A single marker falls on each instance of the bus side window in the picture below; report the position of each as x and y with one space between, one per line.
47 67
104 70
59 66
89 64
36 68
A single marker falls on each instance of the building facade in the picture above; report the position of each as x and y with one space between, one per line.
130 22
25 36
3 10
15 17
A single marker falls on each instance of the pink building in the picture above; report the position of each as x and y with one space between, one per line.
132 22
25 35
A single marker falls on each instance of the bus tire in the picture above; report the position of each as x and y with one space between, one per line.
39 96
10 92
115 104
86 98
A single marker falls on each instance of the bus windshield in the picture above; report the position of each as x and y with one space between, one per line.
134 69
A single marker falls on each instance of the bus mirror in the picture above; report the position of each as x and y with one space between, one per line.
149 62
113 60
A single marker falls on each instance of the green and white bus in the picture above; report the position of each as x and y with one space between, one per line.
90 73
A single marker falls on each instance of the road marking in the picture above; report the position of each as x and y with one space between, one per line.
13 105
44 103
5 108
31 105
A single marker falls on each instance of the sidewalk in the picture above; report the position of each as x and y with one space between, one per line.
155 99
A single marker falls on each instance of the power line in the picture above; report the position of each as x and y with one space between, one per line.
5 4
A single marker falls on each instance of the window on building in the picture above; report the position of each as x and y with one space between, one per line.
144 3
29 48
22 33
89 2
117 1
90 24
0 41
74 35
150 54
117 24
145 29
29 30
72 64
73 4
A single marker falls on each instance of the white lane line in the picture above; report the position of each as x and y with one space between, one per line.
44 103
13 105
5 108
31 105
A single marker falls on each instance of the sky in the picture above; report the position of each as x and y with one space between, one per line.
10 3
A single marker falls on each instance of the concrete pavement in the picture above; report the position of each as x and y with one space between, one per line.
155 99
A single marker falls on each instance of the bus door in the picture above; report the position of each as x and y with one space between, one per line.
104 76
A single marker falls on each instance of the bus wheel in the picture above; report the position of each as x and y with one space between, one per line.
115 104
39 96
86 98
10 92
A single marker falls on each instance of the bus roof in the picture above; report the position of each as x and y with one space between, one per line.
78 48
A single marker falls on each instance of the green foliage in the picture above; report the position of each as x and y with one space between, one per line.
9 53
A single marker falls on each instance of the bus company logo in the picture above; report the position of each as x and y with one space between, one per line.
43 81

◆ REQUEST:
Put every line of the rows above into a JSON list of strings, one string per line, with blank lines left out.

◆ OUTPUT FOR THIS TASK:
[
  "A single marker falls on each instance of the bus side window in the picture below; report the position of each as x and y with one space between, one per line.",
  "47 67",
  "104 70",
  "59 66",
  "89 64",
  "36 68",
  "A single marker falls on each instance of the building facade in the picture above; report the position of each as x and y with one space between, one per line.",
  "130 22",
  "25 36",
  "3 10",
  "15 17",
  "A single marker falls on each instance of the pink building in the picture above; report the position of each as x and y with one space between, one per line.",
  "132 22",
  "25 35",
  "A single marker falls on each instance of the bus tire in the picture above; report the position of each as x and y with one space between, one per line.",
  "39 96",
  "10 92",
  "115 104",
  "86 98",
  "A single marker falls on each instance of the bus windshield in the picture above; report the position of each as x and y with one space between, one per line.",
  "134 69",
  "A single marker falls on each instance of the bus mirror in the picture above; report the position of each as x and y with one space between, one per line.",
  "149 62",
  "113 60",
  "A single marker falls on each instance of the green and white bus in the picture above; report the position of each as x and y with one space between, one per line.",
  "90 73",
  "A single marker falls on each instance of the road marking in the picture above; report the position of each as x and y with one space between, one per line.",
  "13 105",
  "44 103",
  "5 108",
  "31 105",
  "A single marker falls on each instance of the sidewalk in the picture above; report the position of each as x and y with one space between, one per line.",
  "155 99",
  "A single marker falls on each instance of the power line in the picture above; report the position of each as x and y with one space between, one per line.",
  "5 4",
  "A single marker falls on each instance of the window on building in the picture above; report the position of each as x and y with one space between, one per line.",
  "144 3",
  "29 48",
  "22 33",
  "89 2",
  "117 1",
  "90 24",
  "0 41",
  "74 35",
  "150 54",
  "117 24",
  "145 29",
  "29 30",
  "72 64",
  "73 4",
  "A single marker falls on each instance of the white lane line in the picture above; report the position of each as x and y with one space between, one per line.",
  "44 103",
  "13 105",
  "5 108",
  "31 105",
  "A single marker falls on each instance of the sky in the picture above; report the position of each as x and y with one space between, one per line.",
  "10 3",
  "A single marker falls on each instance of the concrete pavement in the picture above; report the position of each as x and y with one space between, one per line.",
  "155 99",
  "A single marker falls on each instance of the bus door in the picture above; report the position of each as x and y with one space between, one per line.",
  "104 76",
  "A single marker falls on each instance of the bus wheel in the picture above; report the position of each as x and y with one space between, one per line.",
  "115 104",
  "39 96",
  "86 98",
  "10 92",
  "A single marker falls on each instance of the bus roof in the picture above; report the position of each as x and y with one space between, one per line.",
  "78 48",
  "A single marker falls on each instance of the green foliage in the picture above; report the position of each as x and y with one space between, one per line.",
  "9 53",
  "A single marker falls on each instance of the bus company logo in the picture above; report the position of each as x and y with one space between, one per line.",
  "43 81"
]